ABOUT THIS TASK: In the article on estimating national suicide rates, which four predictors did the regression analysis identify?

EXTRACT:
★ ★ ★ ★ ★

Estimating Suicide Rates in Nations that Do Not Report Suicide Statistics

Zorel Zambrano and Lawrence T. White*, Beloit College

Full manuscript: http://www.kon.org/urc/v8/zambrano.html

Abstract We report a new method to estimate suicide rates in nations that do not collect or report suicide statistics. Using indicators of suicide rates in a sample of 73 nations and standard regression techniques, we identified four predictors—divorce rate, locus of control, per capita GDP, and fertility rate—and generated different regression equations. These equations appear to produce reasonably valid estimates of national suicide rates.

Introduction What is the suicide rate in Bolivia? Indonesia? Kenya or Taiwan? No one knows because government officials in these countries either do not collect or do not report official suicide statistics. Indeed, there are more than 100 nations that do not report suicide statistics to international organizations such as the World Health Organization.

This lack of reporting is unfortunate, as suicidal behavior is a public health problem in some countries (Platt, Bille-Brahe, Kerkhof, Schmidtke, Bjerke, Crepet et al., 1992), and statistics are useful to government planners, public health officials, medical researchers, and social scientists. When official statistics are unavailable, estimates can be used in their place. But how can we estimate suicide rates?

★ ★ ★ ★ ★

RAW DATA:
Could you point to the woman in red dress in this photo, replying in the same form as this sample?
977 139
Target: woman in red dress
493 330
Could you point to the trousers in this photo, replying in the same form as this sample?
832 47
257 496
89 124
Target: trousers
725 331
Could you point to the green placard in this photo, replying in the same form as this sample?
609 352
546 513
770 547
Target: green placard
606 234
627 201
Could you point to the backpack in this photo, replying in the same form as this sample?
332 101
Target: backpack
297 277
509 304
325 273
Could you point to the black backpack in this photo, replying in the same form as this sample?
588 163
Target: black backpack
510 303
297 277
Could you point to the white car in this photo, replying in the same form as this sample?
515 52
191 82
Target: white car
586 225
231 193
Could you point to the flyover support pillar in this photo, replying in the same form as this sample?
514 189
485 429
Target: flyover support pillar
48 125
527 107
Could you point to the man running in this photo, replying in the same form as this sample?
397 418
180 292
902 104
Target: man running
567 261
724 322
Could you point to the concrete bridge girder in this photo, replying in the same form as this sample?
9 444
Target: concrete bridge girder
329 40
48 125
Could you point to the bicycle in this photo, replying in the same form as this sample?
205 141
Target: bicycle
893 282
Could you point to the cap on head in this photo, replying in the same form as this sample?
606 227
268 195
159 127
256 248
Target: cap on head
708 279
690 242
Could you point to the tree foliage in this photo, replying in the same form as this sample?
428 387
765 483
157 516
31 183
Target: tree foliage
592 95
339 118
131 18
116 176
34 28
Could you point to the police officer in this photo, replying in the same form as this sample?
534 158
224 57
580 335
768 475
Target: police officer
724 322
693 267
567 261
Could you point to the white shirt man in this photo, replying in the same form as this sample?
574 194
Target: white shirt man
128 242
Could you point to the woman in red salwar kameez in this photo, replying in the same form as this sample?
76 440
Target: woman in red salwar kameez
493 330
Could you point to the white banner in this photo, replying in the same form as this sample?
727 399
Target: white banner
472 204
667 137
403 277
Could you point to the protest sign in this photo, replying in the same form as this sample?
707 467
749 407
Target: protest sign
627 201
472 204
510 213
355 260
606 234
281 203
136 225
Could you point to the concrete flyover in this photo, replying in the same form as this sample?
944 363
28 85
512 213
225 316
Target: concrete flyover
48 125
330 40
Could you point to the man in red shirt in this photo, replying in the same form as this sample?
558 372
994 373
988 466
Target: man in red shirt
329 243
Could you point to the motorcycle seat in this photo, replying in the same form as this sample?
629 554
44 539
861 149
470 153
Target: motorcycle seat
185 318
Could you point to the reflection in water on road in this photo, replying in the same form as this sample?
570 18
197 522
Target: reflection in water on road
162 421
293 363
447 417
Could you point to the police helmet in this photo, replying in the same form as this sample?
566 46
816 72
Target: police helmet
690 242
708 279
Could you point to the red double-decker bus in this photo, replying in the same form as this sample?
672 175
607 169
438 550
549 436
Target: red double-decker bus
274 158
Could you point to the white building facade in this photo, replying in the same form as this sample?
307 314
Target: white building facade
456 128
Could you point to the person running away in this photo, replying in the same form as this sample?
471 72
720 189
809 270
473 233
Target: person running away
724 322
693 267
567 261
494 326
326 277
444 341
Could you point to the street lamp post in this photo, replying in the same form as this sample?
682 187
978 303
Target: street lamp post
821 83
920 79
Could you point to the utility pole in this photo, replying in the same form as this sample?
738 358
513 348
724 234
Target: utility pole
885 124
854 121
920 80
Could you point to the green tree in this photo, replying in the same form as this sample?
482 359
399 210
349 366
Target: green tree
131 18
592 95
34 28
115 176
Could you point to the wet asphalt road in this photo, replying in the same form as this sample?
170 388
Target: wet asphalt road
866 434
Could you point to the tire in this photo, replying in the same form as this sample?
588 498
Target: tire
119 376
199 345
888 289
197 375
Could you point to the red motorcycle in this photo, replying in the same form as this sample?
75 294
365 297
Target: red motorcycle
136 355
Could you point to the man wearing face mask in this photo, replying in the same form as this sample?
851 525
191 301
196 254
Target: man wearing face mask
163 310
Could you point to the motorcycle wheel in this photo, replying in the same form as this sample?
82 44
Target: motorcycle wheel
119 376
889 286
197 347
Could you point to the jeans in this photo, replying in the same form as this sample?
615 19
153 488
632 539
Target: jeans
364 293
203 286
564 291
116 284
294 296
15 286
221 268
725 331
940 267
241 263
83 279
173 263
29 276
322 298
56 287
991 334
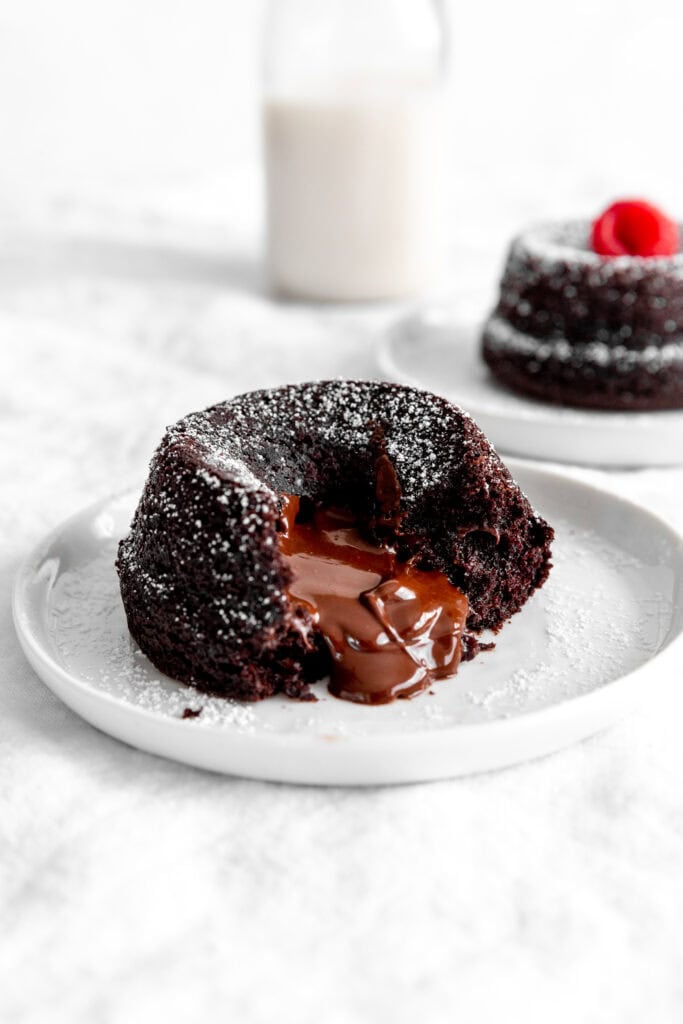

★ ★ ★ ★ ★

RESPONSE: Divorce rate, locus of control, per capita GDP, and fertility rate.